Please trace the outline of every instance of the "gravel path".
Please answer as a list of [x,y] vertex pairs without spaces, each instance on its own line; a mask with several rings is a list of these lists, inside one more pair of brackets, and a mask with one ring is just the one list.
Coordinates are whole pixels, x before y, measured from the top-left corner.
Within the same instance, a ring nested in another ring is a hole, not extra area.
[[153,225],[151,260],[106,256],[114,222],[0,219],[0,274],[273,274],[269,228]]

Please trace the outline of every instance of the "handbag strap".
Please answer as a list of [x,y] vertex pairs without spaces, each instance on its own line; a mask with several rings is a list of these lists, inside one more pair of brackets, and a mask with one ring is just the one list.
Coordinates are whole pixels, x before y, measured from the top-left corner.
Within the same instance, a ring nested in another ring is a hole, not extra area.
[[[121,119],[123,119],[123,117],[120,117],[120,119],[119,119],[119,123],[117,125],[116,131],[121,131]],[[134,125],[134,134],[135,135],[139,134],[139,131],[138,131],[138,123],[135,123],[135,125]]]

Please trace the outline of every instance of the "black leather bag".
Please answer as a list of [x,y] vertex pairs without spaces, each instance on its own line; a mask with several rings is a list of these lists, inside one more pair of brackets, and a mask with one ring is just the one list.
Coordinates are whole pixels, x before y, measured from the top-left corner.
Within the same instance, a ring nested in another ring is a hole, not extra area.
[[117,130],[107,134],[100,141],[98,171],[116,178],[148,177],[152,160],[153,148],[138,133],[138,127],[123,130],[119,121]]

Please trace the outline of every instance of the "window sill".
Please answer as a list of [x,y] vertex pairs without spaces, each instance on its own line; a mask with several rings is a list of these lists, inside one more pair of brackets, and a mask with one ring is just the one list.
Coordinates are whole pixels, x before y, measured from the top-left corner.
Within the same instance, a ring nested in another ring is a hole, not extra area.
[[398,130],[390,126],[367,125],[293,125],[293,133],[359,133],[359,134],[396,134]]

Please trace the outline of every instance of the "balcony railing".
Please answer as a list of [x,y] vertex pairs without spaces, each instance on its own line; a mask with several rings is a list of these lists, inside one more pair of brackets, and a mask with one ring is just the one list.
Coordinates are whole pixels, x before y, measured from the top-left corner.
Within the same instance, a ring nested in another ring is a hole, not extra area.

> [Task statement]: Write out every line of the material again, exactly as it reads.

> [Problem solution]:
Please trace the outline of every instance of the "gravel path".
Please answer as a list of [x,y] vertex pairs without spaces, each instance on its own line; a mask with several rings is a list of these lists, inside one more pair of brackets, and a mask with one ring is just the one list.
Coordinates are whole pixels, x before y, measured from the top-left corner.
Within the same instance, a ring nested in another ring is a hole, not extra area.
[[153,225],[151,260],[106,256],[114,222],[0,219],[0,274],[273,274],[269,228]]

Please trace the outline of every instance of the "handbag strap".
Please answer as a list of [x,y] vertex pairs without spaces, each instance on its own line; a mask with several rings is a list of these lists, inside one more pair of brackets, and a mask with one ring is just the one list.
Coordinates are whole pixels, x before y, measured from the top-left corner.
Within the same instance, a ring nested in another ring is a hole, not extra area.
[[[121,119],[123,119],[123,117],[120,117],[120,119],[119,119],[119,123],[117,125],[116,131],[121,131]],[[134,125],[134,134],[135,135],[139,134],[139,131],[138,131],[138,123],[135,123],[135,125]]]

Please trace the outline of every instance of the "black leather bag".
Please answer as a list of [x,y] vertex pairs without spaces, each instance on its own line; a mask with several rings is a list of these lists, inside one more pair of brackets, and a mask with one ring is just the one list.
Coordinates are whole pixels, x before y, measured from the top-left corner.
Within the same instance, a ring nested in another ring is a hole, not extra area.
[[117,130],[107,134],[100,141],[98,171],[116,178],[148,177],[152,160],[153,148],[138,133],[138,127],[123,130],[119,121]]

Please trace the outline of every instance of the "window sill".
Please answer as a list of [x,y] vertex pairs without spaces, each instance on its own line; a mask with several rings is a list of these lists, inside one more pair of brackets, and a mask with one ring is just the one list.
Coordinates are whole pixels, x before y, measured from the top-left corner.
Within the same instance, a ring nested in another ring is a hole, not extra area.
[[398,130],[390,126],[367,125],[293,125],[293,133],[359,133],[359,134],[396,134]]

Please trace the outline of every instance of the "balcony railing".
Please answer as a list of [x,y] vertex pairs without spaces, each instance on its own line; a mask with several rings is a list of these lists, inside one more pair of brackets, and a mask with one ring is just the one list.
Coordinates are whole pixels, x before y, measured from the top-left corner.
Within the same instance, a ring nested in another ring is a hole, not extra area.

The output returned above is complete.